**WORK TASK**. Go through the data and copy each line that holds "wooden".

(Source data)

◇ ◇ ◇ ◇ ◇ ◇ ◇

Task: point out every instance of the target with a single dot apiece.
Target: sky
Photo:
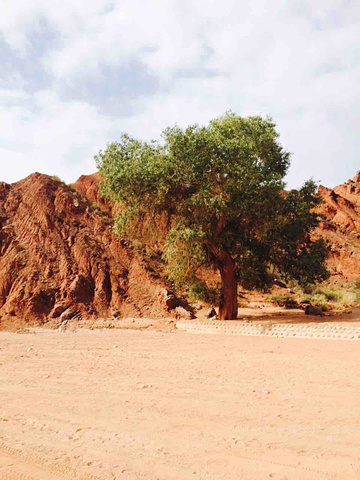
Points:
(76, 74)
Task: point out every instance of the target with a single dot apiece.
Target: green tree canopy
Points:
(223, 186)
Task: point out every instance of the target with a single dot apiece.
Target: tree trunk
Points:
(228, 304)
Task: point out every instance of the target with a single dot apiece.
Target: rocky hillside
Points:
(59, 258)
(341, 227)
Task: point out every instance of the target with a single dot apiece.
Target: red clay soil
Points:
(59, 259)
(341, 228)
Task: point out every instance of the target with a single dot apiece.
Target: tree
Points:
(223, 187)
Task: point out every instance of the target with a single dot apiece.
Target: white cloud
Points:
(297, 61)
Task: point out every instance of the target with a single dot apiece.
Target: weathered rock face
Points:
(60, 257)
(341, 227)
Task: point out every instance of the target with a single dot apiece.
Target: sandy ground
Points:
(143, 404)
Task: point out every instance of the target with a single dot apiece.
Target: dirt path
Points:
(110, 404)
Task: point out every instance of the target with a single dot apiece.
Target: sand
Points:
(142, 404)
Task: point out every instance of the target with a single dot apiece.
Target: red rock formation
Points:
(59, 258)
(341, 227)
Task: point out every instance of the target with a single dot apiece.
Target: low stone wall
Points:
(321, 331)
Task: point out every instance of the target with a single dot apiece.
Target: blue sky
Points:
(75, 75)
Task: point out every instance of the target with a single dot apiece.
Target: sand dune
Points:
(129, 404)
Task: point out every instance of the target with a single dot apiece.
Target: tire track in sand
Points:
(18, 465)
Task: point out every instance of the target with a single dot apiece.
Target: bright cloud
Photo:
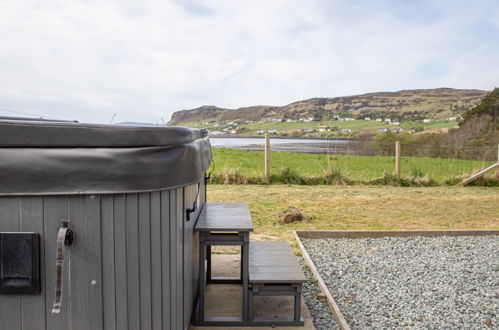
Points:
(86, 60)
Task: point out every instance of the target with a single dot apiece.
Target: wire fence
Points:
(355, 162)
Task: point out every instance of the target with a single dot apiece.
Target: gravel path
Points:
(414, 282)
(319, 310)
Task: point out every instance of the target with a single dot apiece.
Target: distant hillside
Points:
(405, 105)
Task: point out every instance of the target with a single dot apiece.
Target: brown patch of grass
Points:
(365, 207)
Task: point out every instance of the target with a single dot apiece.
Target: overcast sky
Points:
(143, 60)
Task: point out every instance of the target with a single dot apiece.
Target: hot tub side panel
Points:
(125, 269)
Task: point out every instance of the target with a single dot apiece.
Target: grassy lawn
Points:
(358, 168)
(363, 207)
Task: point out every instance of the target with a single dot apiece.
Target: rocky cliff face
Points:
(439, 103)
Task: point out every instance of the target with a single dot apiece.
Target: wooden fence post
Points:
(397, 159)
(267, 158)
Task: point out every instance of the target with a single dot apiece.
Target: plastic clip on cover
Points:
(19, 263)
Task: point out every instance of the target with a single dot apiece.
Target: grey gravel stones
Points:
(319, 310)
(414, 282)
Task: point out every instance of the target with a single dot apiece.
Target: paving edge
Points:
(368, 234)
(333, 307)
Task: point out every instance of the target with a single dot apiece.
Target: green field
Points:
(357, 126)
(356, 168)
(362, 207)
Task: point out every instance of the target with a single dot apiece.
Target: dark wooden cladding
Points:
(131, 266)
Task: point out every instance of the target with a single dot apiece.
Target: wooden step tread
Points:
(273, 262)
(220, 217)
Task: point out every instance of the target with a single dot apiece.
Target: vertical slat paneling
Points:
(175, 309)
(166, 254)
(10, 305)
(133, 262)
(179, 219)
(120, 250)
(108, 281)
(156, 260)
(33, 306)
(55, 209)
(145, 260)
(190, 194)
(94, 261)
(76, 265)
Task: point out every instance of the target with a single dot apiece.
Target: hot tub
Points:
(129, 195)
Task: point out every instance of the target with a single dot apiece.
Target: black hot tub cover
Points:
(39, 157)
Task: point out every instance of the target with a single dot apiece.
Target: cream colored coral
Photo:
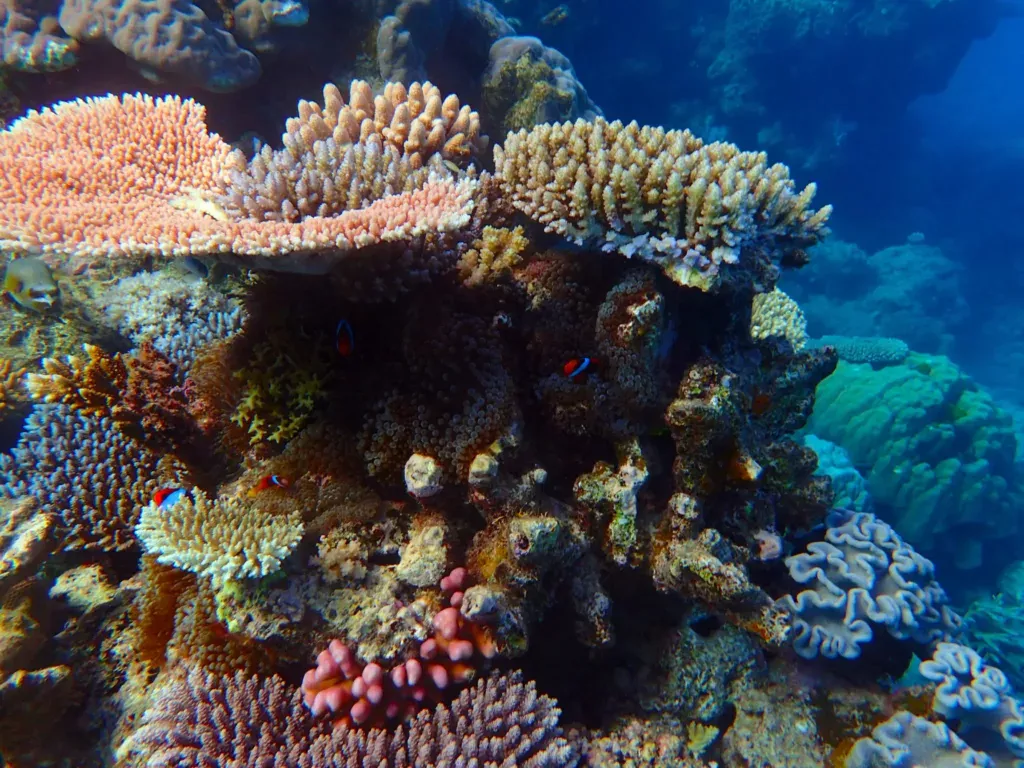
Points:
(665, 196)
(775, 313)
(418, 122)
(222, 539)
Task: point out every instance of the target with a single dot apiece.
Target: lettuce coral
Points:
(935, 450)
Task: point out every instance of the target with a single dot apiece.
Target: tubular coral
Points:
(222, 539)
(666, 196)
(135, 177)
(10, 386)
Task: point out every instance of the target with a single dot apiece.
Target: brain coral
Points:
(935, 450)
(863, 576)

◇ ◇ ◇ ◇ ◇ ◇ ◇

**TASK RESPONSE**.
Target: wooden fence post
Target: dark wooden cladding
Target: wooden step tread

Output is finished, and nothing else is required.